> [Instructions for the task]: Extend the passage on validating a lung cancer risk model on CT scan datasets past its final sentence.

> [Reading text]:
# # # #
The methodology is validated on three datasets:
- NLST (≈28 k training, 6 k test scans) – used to train the diffusion bridge.
- LUNA25 (4 069 scans with biopsy‑confirmed malignancy or 2‑year stability) – serves as the primary testbed for SHNAP and SNAP.
- iLDCT (243 scans, out‑of‑distribution, higher prevalence of severe cases) – provides an external robustness check.
Key findings include:
- LMPI Validity – Sybil’s risk function can be expressed as μx + ∑i ϕi ni + ∑i<j ϕij ni nj, where ni indicates the presence of the i‑th nodule. Main‑effect coefficients ϕi correlate strongly with clinically assessed malignancy risk (larger, spiculated nodules receive higher positive weights). Interaction terms ϕij are positive for spatially proximate nodules, reflecting a synergistic risk increase when multiple lesions cluster.
- Radial Sensitivity – SNAP shows a systematic increase in ψc as the insertion point moves from the lung periphery toward the hilum, with up to an 18 % higher log‑odds contribution for central locations. This bias likely stems from the training data distribution, where malignant nodules are over‑represented near central airways.
# # # #
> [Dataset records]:

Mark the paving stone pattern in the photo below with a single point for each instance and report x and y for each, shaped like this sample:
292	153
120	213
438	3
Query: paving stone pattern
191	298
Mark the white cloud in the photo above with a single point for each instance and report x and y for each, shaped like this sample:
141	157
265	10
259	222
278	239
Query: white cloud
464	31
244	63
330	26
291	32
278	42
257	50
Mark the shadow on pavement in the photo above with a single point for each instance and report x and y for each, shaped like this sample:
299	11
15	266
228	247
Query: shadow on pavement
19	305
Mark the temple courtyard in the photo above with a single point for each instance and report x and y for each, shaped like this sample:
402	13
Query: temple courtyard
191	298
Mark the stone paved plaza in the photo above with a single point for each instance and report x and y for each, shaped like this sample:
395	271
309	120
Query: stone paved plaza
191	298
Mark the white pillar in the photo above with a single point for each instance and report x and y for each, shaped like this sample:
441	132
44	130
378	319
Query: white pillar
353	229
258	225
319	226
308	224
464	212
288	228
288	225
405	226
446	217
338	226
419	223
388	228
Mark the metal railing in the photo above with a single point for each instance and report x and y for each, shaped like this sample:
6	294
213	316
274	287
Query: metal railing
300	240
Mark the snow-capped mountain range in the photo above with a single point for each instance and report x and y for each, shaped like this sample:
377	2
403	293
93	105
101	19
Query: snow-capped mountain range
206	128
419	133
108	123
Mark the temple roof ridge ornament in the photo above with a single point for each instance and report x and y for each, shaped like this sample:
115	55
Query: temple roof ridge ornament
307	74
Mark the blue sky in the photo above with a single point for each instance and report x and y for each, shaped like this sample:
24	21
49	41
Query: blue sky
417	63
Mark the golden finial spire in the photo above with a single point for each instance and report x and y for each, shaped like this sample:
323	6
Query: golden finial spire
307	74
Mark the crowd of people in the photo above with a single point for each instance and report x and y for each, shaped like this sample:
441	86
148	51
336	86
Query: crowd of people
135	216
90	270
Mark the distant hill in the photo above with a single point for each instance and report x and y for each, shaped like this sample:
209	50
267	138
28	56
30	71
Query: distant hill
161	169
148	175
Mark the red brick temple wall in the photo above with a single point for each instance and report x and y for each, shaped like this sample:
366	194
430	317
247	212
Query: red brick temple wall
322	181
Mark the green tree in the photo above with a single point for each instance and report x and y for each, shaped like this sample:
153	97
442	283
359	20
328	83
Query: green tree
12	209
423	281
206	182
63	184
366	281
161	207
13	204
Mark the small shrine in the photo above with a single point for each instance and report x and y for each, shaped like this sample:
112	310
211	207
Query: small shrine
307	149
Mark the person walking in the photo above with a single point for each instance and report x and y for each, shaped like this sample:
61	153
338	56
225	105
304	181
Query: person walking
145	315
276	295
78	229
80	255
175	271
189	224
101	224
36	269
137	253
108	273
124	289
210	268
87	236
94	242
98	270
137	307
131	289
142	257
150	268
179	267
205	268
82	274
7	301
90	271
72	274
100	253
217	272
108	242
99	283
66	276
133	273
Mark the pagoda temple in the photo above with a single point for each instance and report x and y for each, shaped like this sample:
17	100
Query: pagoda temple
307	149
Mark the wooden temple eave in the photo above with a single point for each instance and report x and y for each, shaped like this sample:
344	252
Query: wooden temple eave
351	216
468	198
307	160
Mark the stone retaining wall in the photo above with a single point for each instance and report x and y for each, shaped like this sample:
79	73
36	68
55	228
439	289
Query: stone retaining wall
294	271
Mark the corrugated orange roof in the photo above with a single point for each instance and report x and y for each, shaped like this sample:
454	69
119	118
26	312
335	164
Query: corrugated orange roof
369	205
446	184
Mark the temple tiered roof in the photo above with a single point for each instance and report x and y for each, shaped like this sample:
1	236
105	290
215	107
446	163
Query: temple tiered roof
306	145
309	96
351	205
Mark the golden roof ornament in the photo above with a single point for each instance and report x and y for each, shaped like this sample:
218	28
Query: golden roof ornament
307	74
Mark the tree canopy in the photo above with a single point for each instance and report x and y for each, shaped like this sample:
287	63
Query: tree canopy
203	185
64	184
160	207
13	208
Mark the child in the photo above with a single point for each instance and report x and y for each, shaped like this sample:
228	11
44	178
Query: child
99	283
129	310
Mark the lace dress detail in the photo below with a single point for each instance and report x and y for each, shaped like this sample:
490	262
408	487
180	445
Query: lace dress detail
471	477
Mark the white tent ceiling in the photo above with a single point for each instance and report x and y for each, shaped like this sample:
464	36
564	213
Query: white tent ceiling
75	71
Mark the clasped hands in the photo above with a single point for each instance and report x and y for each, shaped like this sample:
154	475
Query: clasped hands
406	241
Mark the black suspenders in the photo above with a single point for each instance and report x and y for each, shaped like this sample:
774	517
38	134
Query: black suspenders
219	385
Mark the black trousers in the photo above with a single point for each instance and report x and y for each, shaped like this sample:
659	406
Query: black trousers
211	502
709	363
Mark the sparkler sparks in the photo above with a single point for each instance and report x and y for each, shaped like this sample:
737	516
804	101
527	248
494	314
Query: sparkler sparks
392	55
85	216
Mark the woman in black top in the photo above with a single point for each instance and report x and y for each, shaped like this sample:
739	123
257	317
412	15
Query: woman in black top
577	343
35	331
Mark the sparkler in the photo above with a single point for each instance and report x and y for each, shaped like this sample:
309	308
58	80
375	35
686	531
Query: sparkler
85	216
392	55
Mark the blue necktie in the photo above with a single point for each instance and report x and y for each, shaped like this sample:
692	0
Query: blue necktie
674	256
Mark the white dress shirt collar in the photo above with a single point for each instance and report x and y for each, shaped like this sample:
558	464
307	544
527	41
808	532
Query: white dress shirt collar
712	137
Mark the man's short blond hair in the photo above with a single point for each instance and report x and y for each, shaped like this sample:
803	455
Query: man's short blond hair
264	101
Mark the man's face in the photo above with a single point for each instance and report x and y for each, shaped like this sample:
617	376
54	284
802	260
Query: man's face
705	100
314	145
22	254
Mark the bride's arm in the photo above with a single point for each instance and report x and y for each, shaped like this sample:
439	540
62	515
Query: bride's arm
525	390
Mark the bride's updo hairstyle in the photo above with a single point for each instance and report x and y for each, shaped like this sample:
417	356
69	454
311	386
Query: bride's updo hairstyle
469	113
# # # #
> [Answer for this exercise]:
- Artifact Vulnerability – Simulated metal artifacts cause the model to over‑predict risk by up to 0.22 in log‑odds, despite no pathological relevance. Radiologists confirmed that such artifacts are clinically irrelevant, highlighting a potential safety hazard.
- Clinical Alignment – When SHNAP attributions are compared with expert radiologist assessments, there is high concordance for large malignant nodules, but discrepancies appear for small benign nodules, suggesting that Sybil may sometimes over‑emphasize subtle texture cues.
Overall, the paper demonstrates that interventional, causal auditing can uncover both strengths (accurate nodule‑level reasoning) and weaknesses (spatial bias, artifact sensitivity) that are invisible to traditional observational validation. S(H)NAP is presented as a scalable, model‑agnostic toolkit that can be applied to any imaging‑based risk predictor, offering a pathway toward safer, more transparent AI deployment in radiology.